◆ **LEESTEKST**
········

De dagvaarding is geldig, deze rechtbank is bevoegd tot kennisneming van de ten laste gelegde feiten en het Openbaar Ministerie is ontvankelijk. Er zijn geen redenen voor schorsing van de vervolging.

5.Standpunten

5.1
Het standpunt van het Openbaar Ministerie
Het Openbaar Ministerie heeft ten aanzien van de beschuldigingen onder 1 en 2 primair tot een bewezenverklaring gerekwireerd.
5.2
Het standpunt van de verdediging
De raadsman heeft ten aanzien van alle beschuldigingen vrijspraak bepleit. De daartoe gevoerde verweren komen, voor zover van belang voor de bewijswaardering, aan de orde in de overwegingen van de rechtbank.

6.Identificatie PGP-account en bruikbaarheid berichten

De rechtbank ziet zich allereerst voor de vraag gesteld of bewezen kan worden dat [verdachte] de gebruiker is geweest van het door het Openbaar Ministerie aan hem toegeschreven account [account 1] (hierna: [account 1] ).
De rechtbank overweegt in dat kader dat er in beginsel van uit kan worden gegaan dat de gebruiker van een bepaald PGP-account de vaste gebruiker is van dat account, tenzij er aanwijzingen zijn voor het tegendeel.
6.1
Identificatie PGP-account [account 1]
[verdachte] heeft bekend [1] dat hij de gebruiker is geweest van het PGP-account [account 1] en dat hij alle berichten van dat account die zich in het dossier bevinden heeft verstuurd. De rechtbank stelt, op basis van deze bekennende verklaring op dat punt en de onderzoeksbevindingen van dat account in het dossier [2] , vast dat het account [account 1] in de periode van juni 2013 tot en met april 2016 is gebruikt door [verdachte] , dat hij met dat account de berichten die zich in het dossier bevinden heeft verstuurd en dat hij de enige gebruiker was van het account.

········

◆ **AANGELEVERDE REGELS**
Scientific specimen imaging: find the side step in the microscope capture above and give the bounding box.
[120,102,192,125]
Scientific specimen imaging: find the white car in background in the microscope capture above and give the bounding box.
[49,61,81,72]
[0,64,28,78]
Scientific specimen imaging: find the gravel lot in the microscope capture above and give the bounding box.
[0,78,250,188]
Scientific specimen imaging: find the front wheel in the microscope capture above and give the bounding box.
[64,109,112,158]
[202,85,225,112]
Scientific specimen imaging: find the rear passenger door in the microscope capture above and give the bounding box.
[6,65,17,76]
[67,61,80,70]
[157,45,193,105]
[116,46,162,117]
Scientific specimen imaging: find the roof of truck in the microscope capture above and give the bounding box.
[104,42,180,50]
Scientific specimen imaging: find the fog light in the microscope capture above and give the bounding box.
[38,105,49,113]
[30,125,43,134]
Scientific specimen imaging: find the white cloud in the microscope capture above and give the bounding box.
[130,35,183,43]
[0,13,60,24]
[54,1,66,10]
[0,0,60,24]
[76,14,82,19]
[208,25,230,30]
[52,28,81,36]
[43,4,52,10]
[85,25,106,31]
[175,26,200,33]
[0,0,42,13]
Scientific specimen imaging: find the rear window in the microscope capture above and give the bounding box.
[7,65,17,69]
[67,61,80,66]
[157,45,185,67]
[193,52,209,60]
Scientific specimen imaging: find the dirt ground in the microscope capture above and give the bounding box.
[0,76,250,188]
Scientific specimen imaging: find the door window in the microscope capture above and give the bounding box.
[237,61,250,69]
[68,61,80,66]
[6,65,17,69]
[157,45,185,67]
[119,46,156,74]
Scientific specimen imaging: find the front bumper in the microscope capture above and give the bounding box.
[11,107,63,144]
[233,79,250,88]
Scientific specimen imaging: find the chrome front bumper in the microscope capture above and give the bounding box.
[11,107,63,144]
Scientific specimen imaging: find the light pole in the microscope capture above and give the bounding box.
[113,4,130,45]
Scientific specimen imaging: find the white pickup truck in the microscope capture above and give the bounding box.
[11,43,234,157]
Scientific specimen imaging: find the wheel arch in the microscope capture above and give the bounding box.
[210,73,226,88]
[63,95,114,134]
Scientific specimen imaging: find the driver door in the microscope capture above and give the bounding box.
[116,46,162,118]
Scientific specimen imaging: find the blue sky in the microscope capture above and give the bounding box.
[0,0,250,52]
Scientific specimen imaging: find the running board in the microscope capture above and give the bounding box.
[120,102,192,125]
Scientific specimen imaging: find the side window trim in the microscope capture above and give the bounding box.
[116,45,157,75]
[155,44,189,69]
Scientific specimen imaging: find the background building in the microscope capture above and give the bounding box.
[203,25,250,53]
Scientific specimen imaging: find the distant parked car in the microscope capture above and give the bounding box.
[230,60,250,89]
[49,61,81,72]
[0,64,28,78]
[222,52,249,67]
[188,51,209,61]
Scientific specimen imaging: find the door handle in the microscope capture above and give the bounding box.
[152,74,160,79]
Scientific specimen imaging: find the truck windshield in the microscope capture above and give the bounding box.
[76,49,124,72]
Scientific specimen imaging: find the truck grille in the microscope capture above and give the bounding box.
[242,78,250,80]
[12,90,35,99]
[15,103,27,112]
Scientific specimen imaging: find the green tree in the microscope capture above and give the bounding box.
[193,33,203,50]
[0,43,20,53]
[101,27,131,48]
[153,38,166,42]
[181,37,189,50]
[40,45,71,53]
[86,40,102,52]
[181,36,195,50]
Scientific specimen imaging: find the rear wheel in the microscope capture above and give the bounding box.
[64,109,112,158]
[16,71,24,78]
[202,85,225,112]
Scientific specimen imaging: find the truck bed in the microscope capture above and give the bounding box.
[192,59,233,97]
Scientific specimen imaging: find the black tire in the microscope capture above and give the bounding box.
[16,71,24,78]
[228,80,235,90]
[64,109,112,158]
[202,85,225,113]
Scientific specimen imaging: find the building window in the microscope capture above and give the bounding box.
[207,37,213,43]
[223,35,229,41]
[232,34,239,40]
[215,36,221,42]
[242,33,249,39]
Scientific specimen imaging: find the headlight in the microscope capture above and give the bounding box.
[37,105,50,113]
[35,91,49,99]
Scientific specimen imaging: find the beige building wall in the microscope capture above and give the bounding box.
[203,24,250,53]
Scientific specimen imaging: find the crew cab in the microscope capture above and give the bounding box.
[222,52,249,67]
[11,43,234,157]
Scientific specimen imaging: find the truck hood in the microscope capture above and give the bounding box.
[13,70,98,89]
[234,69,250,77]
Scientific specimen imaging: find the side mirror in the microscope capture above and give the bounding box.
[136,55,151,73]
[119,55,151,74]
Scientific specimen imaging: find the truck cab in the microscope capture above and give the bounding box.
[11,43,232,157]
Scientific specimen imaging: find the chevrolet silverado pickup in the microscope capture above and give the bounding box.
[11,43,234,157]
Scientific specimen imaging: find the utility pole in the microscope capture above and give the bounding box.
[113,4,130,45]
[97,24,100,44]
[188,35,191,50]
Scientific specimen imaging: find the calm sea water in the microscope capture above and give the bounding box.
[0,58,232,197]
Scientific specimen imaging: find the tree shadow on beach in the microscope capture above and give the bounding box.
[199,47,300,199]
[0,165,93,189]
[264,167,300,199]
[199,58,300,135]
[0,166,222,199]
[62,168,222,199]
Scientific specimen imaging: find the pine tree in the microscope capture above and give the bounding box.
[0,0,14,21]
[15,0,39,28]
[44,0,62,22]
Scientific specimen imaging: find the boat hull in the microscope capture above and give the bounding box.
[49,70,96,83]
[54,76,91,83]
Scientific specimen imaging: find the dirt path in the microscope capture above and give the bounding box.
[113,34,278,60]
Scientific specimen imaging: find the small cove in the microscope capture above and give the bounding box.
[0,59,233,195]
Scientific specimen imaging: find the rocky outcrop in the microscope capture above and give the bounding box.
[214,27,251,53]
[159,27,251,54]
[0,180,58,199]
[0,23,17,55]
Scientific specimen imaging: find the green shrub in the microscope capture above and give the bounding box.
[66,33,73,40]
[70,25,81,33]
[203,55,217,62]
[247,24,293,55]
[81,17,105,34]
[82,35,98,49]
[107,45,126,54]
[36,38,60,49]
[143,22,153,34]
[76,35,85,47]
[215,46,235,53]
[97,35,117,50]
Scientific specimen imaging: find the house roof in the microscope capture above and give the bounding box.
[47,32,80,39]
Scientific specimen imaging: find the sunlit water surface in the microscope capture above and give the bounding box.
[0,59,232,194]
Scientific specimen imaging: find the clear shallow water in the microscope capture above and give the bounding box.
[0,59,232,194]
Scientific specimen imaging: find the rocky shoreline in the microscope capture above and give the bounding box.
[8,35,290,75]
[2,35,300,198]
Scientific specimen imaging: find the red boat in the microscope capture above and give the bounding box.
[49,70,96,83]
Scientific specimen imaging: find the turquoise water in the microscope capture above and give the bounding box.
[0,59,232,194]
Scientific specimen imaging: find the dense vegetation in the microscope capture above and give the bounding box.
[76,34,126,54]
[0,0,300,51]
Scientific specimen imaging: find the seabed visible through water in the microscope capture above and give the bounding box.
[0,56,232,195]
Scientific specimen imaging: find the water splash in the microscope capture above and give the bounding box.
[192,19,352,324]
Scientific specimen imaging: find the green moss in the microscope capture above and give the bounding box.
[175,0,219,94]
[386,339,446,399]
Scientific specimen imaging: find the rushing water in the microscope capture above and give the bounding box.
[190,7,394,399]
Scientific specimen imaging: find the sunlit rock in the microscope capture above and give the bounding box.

········

Ga verder met de tekst over het PGP-account, vanaf de laatste zin die er staat. De regels staan los van de leestekst.

◆ **RESULTAAT**
6.2
De bruikbaarheid van de Ennetcom-berichten
6.2.1
Andere geschriften
De Ennetcom-berichten dienen naar het oordeel van de rechtbank te worden aangemerkt als andere geschriften in de zin van artikel 344 lid 1 onder 5 van het Wetboek van Strafvordering. Dit betekent dat deze berichten alleen voor het bewijs kunnen worden gebruikt in verband met andere bewijsmiddelen, waarbij overigens wel geldt dat meerdere Ennetcom-berichten elkaar kunnen ondersteunen. Daarbij overweegt de rechtbank dat als sprake is van berichtenverkeer tussen twee of meer gebruikers van PGP-accounts de unus-testisregel niet op gaat, omdat de berichten in dat geval afkomstig zijn uit meer dan één bron.
6.2.2
Interpretatie en gebruik van berichten
De rechtbank is zich ervan bewust dat het bij de duiding van de Ennetcom-berichten aankomt op de context en dat berichten niet zelden op verschillende manieren kunnen worden geïnterpreteerd. Bij de interpretatie dient behoedzaamheid te worden betracht.
De raadslieden hebben inzage gekregen in de dataset 13Maracane en daarnaast zijn de meeste verdachten, tijdens hun politieverhoren én tijdens de behandeling van hun zaak ter terechtzitting, geconfronteerd met de voor hen (meest) relevante Ennetcom-berichten en de mogelijke interpretatie daarvan. De verdediging heeft de gelegenheid gehad om – zo nodig – uitleg te geven over die berichten en de interpretatie daarvan en/of aan te geven dat een bepaalde interpretatie niet juist is. Met dit in het achterhoofd heeft de rechtbank de Ennetcom-berichten slechts voor het bewijs gebruikt, indien de rechtbank overtuigd is van haar lezing van die berichten en wanneer die lezing voldoende steun vindt in ander bewijsmateriaal.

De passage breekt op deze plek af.